### Goal:
Could you write out every line of the records below word for word, leaving the pictures out of your answer?

### Entries:

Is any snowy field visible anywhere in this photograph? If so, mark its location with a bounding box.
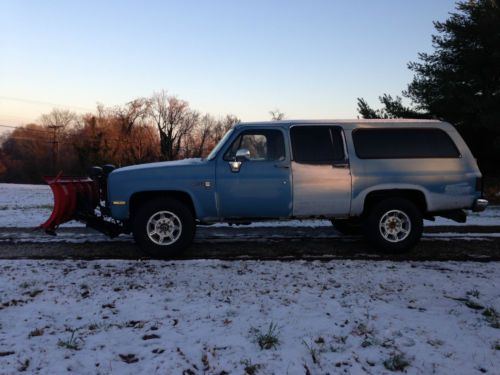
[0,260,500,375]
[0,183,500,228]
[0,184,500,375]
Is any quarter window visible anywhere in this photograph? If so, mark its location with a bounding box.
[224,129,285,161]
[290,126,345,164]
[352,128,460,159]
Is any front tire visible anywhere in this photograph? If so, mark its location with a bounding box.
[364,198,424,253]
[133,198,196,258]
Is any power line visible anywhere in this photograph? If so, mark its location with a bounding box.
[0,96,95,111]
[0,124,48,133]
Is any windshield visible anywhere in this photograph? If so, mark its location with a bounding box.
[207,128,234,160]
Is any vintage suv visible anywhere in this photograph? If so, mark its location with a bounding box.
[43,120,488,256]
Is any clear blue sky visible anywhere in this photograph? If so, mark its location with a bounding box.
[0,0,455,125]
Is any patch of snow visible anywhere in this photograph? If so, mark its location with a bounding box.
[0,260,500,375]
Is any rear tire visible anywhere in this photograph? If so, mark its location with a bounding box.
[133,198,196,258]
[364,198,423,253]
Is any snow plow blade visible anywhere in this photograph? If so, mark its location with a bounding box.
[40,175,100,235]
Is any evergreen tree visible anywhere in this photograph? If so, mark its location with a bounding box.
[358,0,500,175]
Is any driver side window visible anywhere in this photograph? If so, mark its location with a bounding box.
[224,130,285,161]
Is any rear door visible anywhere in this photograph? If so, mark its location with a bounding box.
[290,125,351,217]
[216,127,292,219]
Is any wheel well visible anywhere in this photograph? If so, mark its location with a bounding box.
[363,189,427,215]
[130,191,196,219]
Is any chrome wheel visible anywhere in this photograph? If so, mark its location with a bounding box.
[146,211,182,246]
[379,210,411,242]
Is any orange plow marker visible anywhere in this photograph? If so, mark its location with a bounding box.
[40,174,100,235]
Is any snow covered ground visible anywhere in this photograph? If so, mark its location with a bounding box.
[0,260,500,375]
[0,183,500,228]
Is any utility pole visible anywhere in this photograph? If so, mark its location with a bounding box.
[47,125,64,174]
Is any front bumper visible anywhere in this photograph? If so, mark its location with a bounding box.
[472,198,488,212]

### Output for this task:
Is any snowy field visible anywhere in this photograph? If so, mark its location with a bounding box.
[0,260,500,375]
[0,183,500,228]
[0,184,500,375]
Is any quarter window visible anywhere in this photograph? If so, mark its location with a bounding box.
[224,129,285,161]
[290,126,345,164]
[352,128,460,159]
Is any front tire visible anywhere in this photograph? If so, mark its location with a bounding box.
[364,198,424,253]
[133,198,196,258]
Is any power line visible anywhere in this photograph? If so, mark its location with a bounding box.
[0,96,95,111]
[0,124,48,133]
Is any windshield visible anywhere in this photograph? If so, mark its location with a bounding box.
[207,128,234,160]
Is any vintage suv visible anywhere in this photograph? If so, mark its location with a bounding box.
[43,120,488,256]
Is any clear blue sky visible anywhere in this photograph? If so, mark its location with a bounding box.
[0,0,455,125]
Is any patch of snow visible anywhere in this photograph? If so, mark its location with a bounding box.
[0,260,500,375]
Is any rear tire visible anywhere in this photograph? If so, mark its location with a bounding box.
[133,198,196,258]
[364,198,423,253]
Is any snow plow blade visible anywhere in this photograph? If so, mark its location with a bounding box.
[40,175,100,235]
Is any evergreen tree visible anywhere in this photograph? If so, mark its location with a bounding box.
[358,0,500,175]
Is any driver side window visible anywhere in this photograph? If so, mark its location with a bounding box.
[224,130,285,161]
Is any rear door visible anywhere in this photograph? If so, mark its location with a bounding box.
[290,125,351,217]
[216,127,292,219]
Is any wheel well visible anywhere in this photograph? If so, mark its location with a bounding box.
[363,189,427,215]
[130,191,196,219]
Is any chrome wheel visible anywhere in this photograph? If so, mark its location with a bounding box.
[146,211,182,246]
[379,210,411,242]
Is any orange plow marker visible anywhere in this photograph? If so, mark its location with a bounding box.
[40,174,100,235]
Is any snow covered ground visible anywhere in this photograph? If so, mark its location with a bounding box.
[0,260,500,375]
[0,183,500,228]
Is any utility pole visible anywhere in this photograph? If so, mark its location with a bounding box.
[47,125,64,174]
Is any front bumper visible anywhere in this photograph? If so, mark its location with a bounding box.
[472,198,488,212]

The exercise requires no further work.